#### Consignes de l'exercice
1. Relevez, dans l'extrait sur les personnages de roman, tous les thèmes profonds cités comme pouvant être explorés grâce à des personnages bien développés.
2. D'après l'extrait sur les personnages de roman, en combien de séances les classes de cinquième ont-elles travaillé?

#### Extrait du texte
——————

Un roman, c’est avant tout ses personnages. Et pour écrire un livre dont on est fier.e, il faut les avoir travaillés ! Si l’on veut envisager de chercher une maison d’édition et de viser la publication, nos personnages de roman doivent marquer les lecteurs.
En plus de laisser une forte impression, des personnages bien développés deviennent des outils redoutables. Explorer des thèmes profonds comme l’identité, la liberté, la famille, les relations, le deuil, la solitude, le rapport au corps… Tout cela devient possible quand on écrit des personnages crédibles et cohérents.
Dans mon processus d’écriture, inventer un personnage est ce qui me vient en premier ! Ensuite seulement, je les mets en lien et je tisse le fil d’une histoire qui va (je l’espère) retenir l’attention des lecteurs. Je vous propose donc trois exercices d’écriture qui approfondiront vos personnages.
Ce mois-ci j’ai eu la chance de participer à une résidence d’auteurs à l’école, avec le Centre National du Livre. Le principe : j’ai monté un projet d’ateliers d’écriture et de rencontre avec les enseignants d’un collège en Haute-Garonne. Le journal La Dépêche a justement fait un article sur notre partenariat.
Pendant 6 séances, des classes de cinquième ont pu poser leurs questions sur l’écriture, puis écrire avec une contrainte. Les élèves ont chacun.e inventé un personnage, et ont produit leurs textes comme si c’étaient des extraits de roman. Chaque atelier avait pour but de développer un aspect de cette caractérisation : ce sont les exercices que je vous propose aujourd’hui.
Exercice d’écriture 1 : « Show, don’t tell », appliquez ce conseil pour vos personnages
Vous avez sûrement déjà lu ce conseil : « show, don’t tell », ce qui signifie « montrez-le, ne le dites pas ». La première question que j’ai posée dans ces ateliers était : comment peut-on montrer les caractéristiques de ses personnages, sans les nommer ? Si votre personnage est courageux.se, lâche, cruel.le ou ambitieux.se, est-ce qu’il suffit de le préciser ?
Assez vite, les élèves ont trouvé des solutions adaptées : pour révéler l’esprit d’un personnage, il faut le mettre en situation. Ils ont imaginé des scènes d’action où les actes du personnage traduiraient son courage, sa lâcheté ou sa cruauté. Des dialogues où l’altruisme et l’égoïsme seraient montrés…
La consigne d’écriture que je leur ai donnée est la suivante : choisissez une caractéristique importante de votre personnage. Inventez une scène qui la révèle, et écrivez cette scène. Et vous, qu’auriez-vous écrit ?
Exercice d’écriture 2 : savoir montrer l’évolution d’un personnage.
La présence des personnages fait avancer le récit, mais le récit, lui, doit forger les personnages. Pourquoi raconterait-on leur histoire s’ils n’évoluaient pas ? Si vous voulez que vos livres aient un impact fort sur vos lecteur.ice.s, c’est ici que cela commence.

——————

#### Entrées fournies
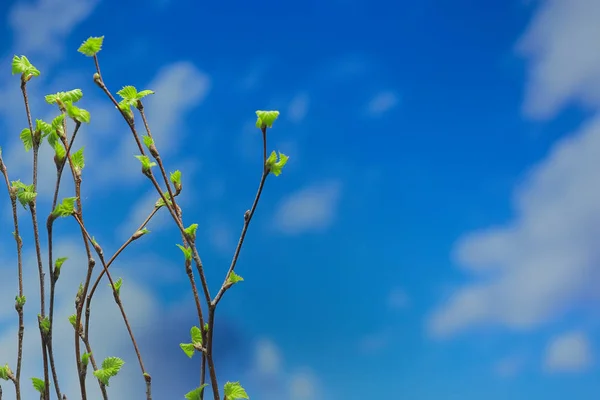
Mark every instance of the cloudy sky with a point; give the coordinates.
(435, 234)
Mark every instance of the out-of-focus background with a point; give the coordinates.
(435, 234)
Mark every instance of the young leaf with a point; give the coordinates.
(21, 65)
(187, 252)
(110, 368)
(266, 118)
(91, 46)
(146, 163)
(118, 284)
(5, 372)
(45, 324)
(38, 384)
(234, 278)
(45, 127)
(188, 349)
(234, 391)
(65, 208)
(176, 177)
(196, 393)
(147, 140)
(27, 139)
(191, 230)
(71, 96)
(76, 113)
(77, 159)
(196, 335)
(275, 166)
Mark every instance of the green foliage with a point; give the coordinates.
(72, 96)
(5, 372)
(234, 391)
(76, 113)
(110, 368)
(66, 208)
(38, 384)
(234, 278)
(187, 252)
(196, 393)
(91, 46)
(265, 119)
(77, 159)
(146, 163)
(21, 65)
(118, 284)
(190, 348)
(27, 139)
(25, 193)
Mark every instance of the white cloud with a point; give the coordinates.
(547, 258)
(42, 26)
(508, 367)
(275, 381)
(298, 108)
(570, 352)
(310, 209)
(545, 262)
(561, 45)
(382, 103)
(398, 299)
(179, 87)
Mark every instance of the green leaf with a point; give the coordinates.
(160, 203)
(65, 208)
(187, 252)
(196, 393)
(196, 335)
(59, 150)
(118, 284)
(176, 176)
(91, 46)
(38, 384)
(72, 96)
(147, 140)
(234, 278)
(20, 300)
(45, 324)
(234, 391)
(146, 163)
(25, 193)
(188, 349)
(5, 372)
(21, 65)
(110, 368)
(191, 230)
(73, 319)
(57, 123)
(76, 113)
(266, 118)
(77, 159)
(275, 166)
(27, 139)
(45, 127)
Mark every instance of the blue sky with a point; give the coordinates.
(432, 236)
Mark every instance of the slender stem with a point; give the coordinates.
(37, 238)
(18, 306)
(120, 305)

——————

#### Réponses attendues
1. l'identité, la liberté, la famille, les relations, le deuil, la solitude, le rapport au corps

2. En 6 séances.